Directive A: Please copy the stretch of the records below from the line containing "point_to MUST indicate the gray" through the end of the records, word for word.
--- Start of Provided text ---
MPPP is performing largely within the scientific method. His hypotheses, his experimental data while open to question, remain open to contradiction and/or dismissal.

The contrary hypothesis, promoted here, one that claims glacial transport of bluestone erratics from Wales to Salisbury Plain, while feasible, has simply failed to render itself open to experimental test.

As such it should remain on the back-burner where feet-on-the-ground science is concerned. It should not be presented as the dominant idea.

Colin Berry (aka sciencebod)

BRIAN JOHN said...

MPP working within the scientific method? No he isn’t — he never presents his evidence first and follows it with interpretations and discussions. He Always gives his conclusions first and then moves on to justify what he has already decided...... I am constantly surprised that journal editors allow him to get away with it.

It’s a bit difficult to recreate a glacier just to test the glacial transport hypothesis. But there has been plenty of compouter modelling — and the models show that ice reaching salisbury Plain is perfectly feasible.

Anonymous said...

Is there room for personality to impose on science? Normally, one would say no, except in a limited manner, through choice of words, means of putting down the opposition etc.

But the task of making sense of what took place 5000 years ago and more, prior to written records, or indeed verbal hearsay, is something else. Creative thinking plays a major role. As such, one needs to relax one's criteria as to what is permissible, what is not.

I met briefly and chatted with MPP a few years ago. He earned my respect as a fellow scientist.
--- End of Provided text ---
--- Start of Data lines ---
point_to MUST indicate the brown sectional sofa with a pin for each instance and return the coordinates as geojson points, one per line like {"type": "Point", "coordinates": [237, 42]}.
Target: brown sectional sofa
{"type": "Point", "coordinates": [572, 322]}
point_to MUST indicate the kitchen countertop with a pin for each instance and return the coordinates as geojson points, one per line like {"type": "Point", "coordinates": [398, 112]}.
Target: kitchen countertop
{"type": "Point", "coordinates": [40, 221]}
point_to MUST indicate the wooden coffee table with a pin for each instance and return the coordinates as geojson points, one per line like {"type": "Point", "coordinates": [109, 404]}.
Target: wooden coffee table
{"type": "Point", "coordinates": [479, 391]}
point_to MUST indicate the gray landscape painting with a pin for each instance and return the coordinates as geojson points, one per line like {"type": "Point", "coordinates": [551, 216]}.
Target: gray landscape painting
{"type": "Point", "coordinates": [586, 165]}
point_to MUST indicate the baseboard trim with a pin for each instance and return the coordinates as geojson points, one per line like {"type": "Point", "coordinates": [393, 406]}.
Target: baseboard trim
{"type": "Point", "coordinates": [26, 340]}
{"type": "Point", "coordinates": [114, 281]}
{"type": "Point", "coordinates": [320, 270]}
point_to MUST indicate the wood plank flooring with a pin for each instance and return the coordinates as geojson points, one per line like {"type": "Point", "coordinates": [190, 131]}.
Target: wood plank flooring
--- End of Data lines ---
Directive B: In the bluestone discussion above, what do the computer models show, according to Brian John?

Reply A:
point_to MUST indicate the gray landscape painting with a pin for each instance and return the coordinates as geojson points, one per line like {"type": "Point", "coordinates": [551, 216]}.
Target: gray landscape painting
{"type": "Point", "coordinates": [586, 165]}
point_to MUST indicate the baseboard trim with a pin for each instance and return the coordinates as geojson points, one per line like {"type": "Point", "coordinates": [393, 406]}.
Target: baseboard trim
{"type": "Point", "coordinates": [26, 340]}
{"type": "Point", "coordinates": [114, 281]}
{"type": "Point", "coordinates": [320, 270]}
point_to MUST indicate the wood plank flooring with a pin for each instance and return the coordinates as geojson points, one per line like {"type": "Point", "coordinates": [190, 131]}.
Target: wood plank flooring

Reply B: They show that ice reaching Salisbury Plain is perfectly feasible.